__SET TASK__
Leave out the images; return the rest of the data exactly.

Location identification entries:
★ ★ ★ ★
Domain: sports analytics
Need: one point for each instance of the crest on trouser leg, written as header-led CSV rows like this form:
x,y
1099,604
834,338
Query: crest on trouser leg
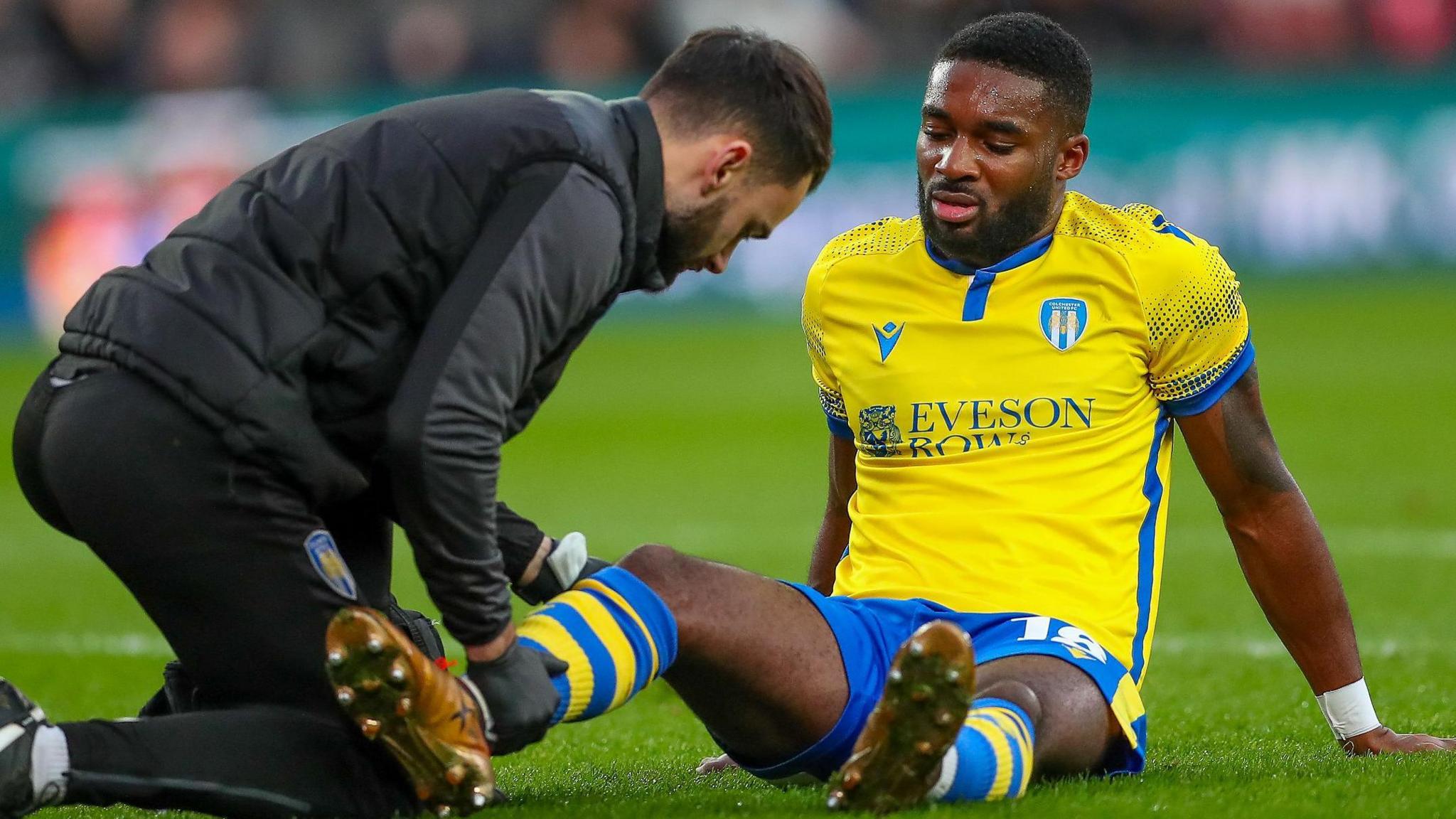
x,y
326,560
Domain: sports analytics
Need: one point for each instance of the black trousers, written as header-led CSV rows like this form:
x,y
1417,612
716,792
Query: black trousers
x,y
213,548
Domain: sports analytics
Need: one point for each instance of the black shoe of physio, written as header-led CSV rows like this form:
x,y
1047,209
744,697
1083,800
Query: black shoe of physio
x,y
19,720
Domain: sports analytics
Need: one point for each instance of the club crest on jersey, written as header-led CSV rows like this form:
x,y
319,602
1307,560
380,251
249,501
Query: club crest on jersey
x,y
878,432
1064,321
326,560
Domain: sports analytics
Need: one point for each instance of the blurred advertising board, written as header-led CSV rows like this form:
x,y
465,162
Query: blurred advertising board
x,y
1288,176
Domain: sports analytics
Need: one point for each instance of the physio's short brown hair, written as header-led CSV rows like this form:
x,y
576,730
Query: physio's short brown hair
x,y
746,79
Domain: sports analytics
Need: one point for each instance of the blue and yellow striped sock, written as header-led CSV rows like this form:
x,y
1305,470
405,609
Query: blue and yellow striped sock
x,y
992,756
614,631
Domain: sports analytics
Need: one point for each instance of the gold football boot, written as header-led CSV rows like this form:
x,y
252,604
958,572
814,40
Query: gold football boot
x,y
928,694
430,720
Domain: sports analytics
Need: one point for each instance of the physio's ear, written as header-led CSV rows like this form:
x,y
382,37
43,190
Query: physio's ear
x,y
729,162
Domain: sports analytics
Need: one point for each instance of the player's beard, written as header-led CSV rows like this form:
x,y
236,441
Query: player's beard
x,y
995,235
687,235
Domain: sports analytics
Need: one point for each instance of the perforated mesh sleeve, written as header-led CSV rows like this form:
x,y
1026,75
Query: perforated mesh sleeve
x,y
1197,327
813,319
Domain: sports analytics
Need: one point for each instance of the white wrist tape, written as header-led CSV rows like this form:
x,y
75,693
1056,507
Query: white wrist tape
x,y
568,559
1349,710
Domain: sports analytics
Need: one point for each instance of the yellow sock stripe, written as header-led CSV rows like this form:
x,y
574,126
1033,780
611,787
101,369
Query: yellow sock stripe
x,y
1002,748
554,636
1011,723
606,628
612,595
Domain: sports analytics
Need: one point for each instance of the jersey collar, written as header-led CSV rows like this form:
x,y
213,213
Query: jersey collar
x,y
1032,252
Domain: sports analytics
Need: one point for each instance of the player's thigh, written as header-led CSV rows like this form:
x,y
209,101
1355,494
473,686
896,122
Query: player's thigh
x,y
756,662
1076,729
218,551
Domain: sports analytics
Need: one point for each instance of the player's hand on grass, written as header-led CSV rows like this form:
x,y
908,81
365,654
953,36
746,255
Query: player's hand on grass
x,y
715,764
1385,741
519,694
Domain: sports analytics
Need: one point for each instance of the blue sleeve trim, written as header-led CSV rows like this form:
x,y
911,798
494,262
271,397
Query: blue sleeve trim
x,y
1210,395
★ ★ ★ ★
__TASK OUTPUT__
Domain: sports analytics
Need: one point for each instance of the crest on trouser leg, written as header-led CSV rows like this form:
x,y
1099,604
834,338
Query: crest on trouser leg
x,y
326,560
Domain: sports analytics
Need: one point for each instance of the black trousers, written as header-led CSV rows like this form:
x,y
1417,612
716,792
Query: black trousers
x,y
213,548
Domain: sports analytics
Need: one point for each instance of the black shoe of physio, written as header-led CSV rows like this form:
x,y
1047,209
744,697
1083,800
Query: black shoe of physio
x,y
19,720
Domain: sports analytics
Need: one point for each instance of the club crest on jersey, written as header-led CSV rows like this form:
x,y
319,602
1307,560
380,251
249,501
Query: club crest on jersey
x,y
878,432
1064,321
326,560
Domain: sports analytics
Need: one point for each instance of the blurred advertising board, written as header-led CSV rows like this form:
x,y
465,162
Query: blurred advertising board
x,y
1288,176
Domain: sports analytics
Need: one point for each instance of the physio's short brown hair, written as header-led CSV rows like this form:
x,y
576,730
Query: physio's short brown hair
x,y
746,79
Domain: sports analytics
Need: one point for each instance of the blue and yellow striped sock, written as header-led CSV rows like this form:
x,y
1305,470
405,609
Query: blue and yellow striped sock
x,y
992,756
614,631
Domain: sports analytics
Need: one point for each instance of the gold football boot, written as header-led CSV rows like this form:
x,y
252,604
958,572
814,40
Query: gold football boot
x,y
928,694
430,720
Domain: sports analytics
Need: one point for each instance of the physio's ear, written as header-led CSV rows like this form:
x,y
382,37
43,190
Query: physio's ear
x,y
729,162
Domain: sports analytics
Need: one point for each instance of the player's beard, written as header-led CSV rows like this form:
x,y
236,441
Query: player's beard
x,y
995,235
687,235
Domain: sports analytics
Need: one point for each instance of the perforated mesh sleeve, written as header-led CSV rows like this form:
x,y
1026,75
Query: perforated mesh sleeve
x,y
1197,327
813,319
Domain: sports analytics
Need: one point for each instance of the white wrist tape, written as header-led CSV rows like this form:
x,y
75,693
1056,507
Query: white wrist tape
x,y
568,559
1349,710
Domain: sports analytics
Need: one point for each instance of the yellow sock stripe, written as header-led CSV rows like this form:
x,y
574,126
1033,780
611,787
101,369
Query: yellow sock stripe
x,y
1002,748
554,636
1011,723
606,628
612,595
Domain: sports analytics
Need: one point for each instance of the jersey collar, written as header-led CSV rows like this form:
x,y
213,213
Query: jersey collar
x,y
1032,252
Domain: sports analytics
Need: one point for each instance of the player's thigh, written as header-led CSV rows like this form:
x,y
209,101
1355,494
473,686
896,122
Query: player's thigh
x,y
756,662
1076,729
218,551
Domain: sports analytics
Need: one point for each instance of the player's hand on grass, written as header-led CSV rows like this form:
x,y
908,81
365,654
953,36
746,255
Query: player's hand on grass
x,y
715,764
1385,741
519,694
Domain: sports analytics
Need: one point for each instance of the blue sleeve trim, written as header-led CSV rows like this form:
x,y
911,798
494,262
271,397
Query: blue sleeve trim
x,y
1210,395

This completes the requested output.